TEXTO CITADO
====

Uno de los placeres de leer la crónica deportiva olímpica es abrir las páginas de los periódicos y encontrar las glosas de los grandes columnistas como Carlos Arribas (El País), con la hipérbole y el texto trabado, el directo Ian O’Riordan del Irish Times o quien quiera que sea ahora el exponente de la gloria en el muy machista gremio de los grandes corresponsales deportivos franceses, donde hicieron fortuna y nombre Felix Levitan o Henri Desgranges. Y no me estoy inventando nada; rastreen las declaraciones de la presentadora francesa Marie Portolano al hilo de las historias de abuso de poder y humillación del intocable Pierre Ménès. Y resístanse a reenviárselo a sus amigas periodistas.

Leer bellas líneas, volviendo a la idea inicial. Esa es una de las razones por las que uno se tira esperando cuatro años entre grandes eventos en la mayoría de los casos. Es una larga travesía del desierto que cubre las largas Olimpiadas, que no son el evento sino la tregua temporal entre ellos. Meses de tedio y de rutina de ligas menores, de prensa fotocopiando clichés hasta que se acerca el gran periodo deportivo. Donde todos meten músculo. Dinero no pero, al menos, músculo al teclado y el micrófono. Y ahí destacan los talentos.

Vayámonos a 1908. Primeros Juegos que acoge Londres (y lleva tres). Sir Arthur Conan Doyle no hacía trabajo periodístico pero esta vez hizo una excepción. Para que se le quitaran los miedos, fue el mismo Alfred Harmsworth, Lord Norcliffe, quien le puso una cifra. Al novelista escocés le pagarían una buena soldada por ser el cronista de la mayor parte de los Juegos Olímpicos.

Norcliffe, que por aquellos días era el magnate inglés por antonomasia de los periódicos y de la publicación en general, dueño absoluto del Daily Mail y del Daily Mirror e inversor de un Times en la bancarrota. Además se había empeñado en desarrollar la prensa de cara a sus nuevos clientes, las clases populares, y que ya era una opinión respetada a todos los niveles en los años previos a la Primera Guerra Mundial. De tal modo que el gerifalte del olimpismo británico de esos días, William Grenfell, Lord Desborough, quiso tenerle de su lado y le ofreció patrocinar los Juegos de la capital británica. Que no fuera por dinero, pensaron por Fleet Street y en Piccadilly.

====

MATERIAL PROPORCIONADO
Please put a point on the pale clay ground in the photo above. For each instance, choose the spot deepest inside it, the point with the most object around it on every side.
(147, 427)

====

COMPLETA LO SIGUIENTE
1. Indica si cada afirmación coincide con el texto citado y justifícalo con sus palabras exactas: (a) Conan Doyle solía dedicarse al trabajo periodístico; (b) los Juegos de 1908 fueron los primeros que acogió Londres; (c) Norcliffe era dueño del Daily Mail.
2. Reproduce sin cambios el fragmento del texto citado que va de "Leer bellas líneas, volviendo" a "destacan los talentos.", ambos incluidos.
El material de arriba es independiente del texto citado.

RESPUESTAS
1.
(a) No: «Sir Arthur Conan Doyle no hacía trabajo periodístico pero esta vez hizo una excepción».
(b) Sí: «Primeros Juegos que acoge Londres».
(c) Sí: «dueño absoluto del Daily Mail y del Daily Mirror».

2.
Leer bellas líneas, volviendo a la idea inicial. Esa es una de las razones por las que uno se tira esperando cuatro años entre grandes eventos en la mayoría de los casos. Es una larga travesía del desierto que cubre las largas Olimpiadas, que no son el evento sino la tregua temporal entre ellos. Meses de tedio y de rutina de ligas menores, de prensa fotocopiando clichés hasta que se acerca el gran periodo deportivo. Donde todos meten músculo. Dinero no pero, al menos, músculo al teclado y el micrófono. Y ahí destacan los talentos.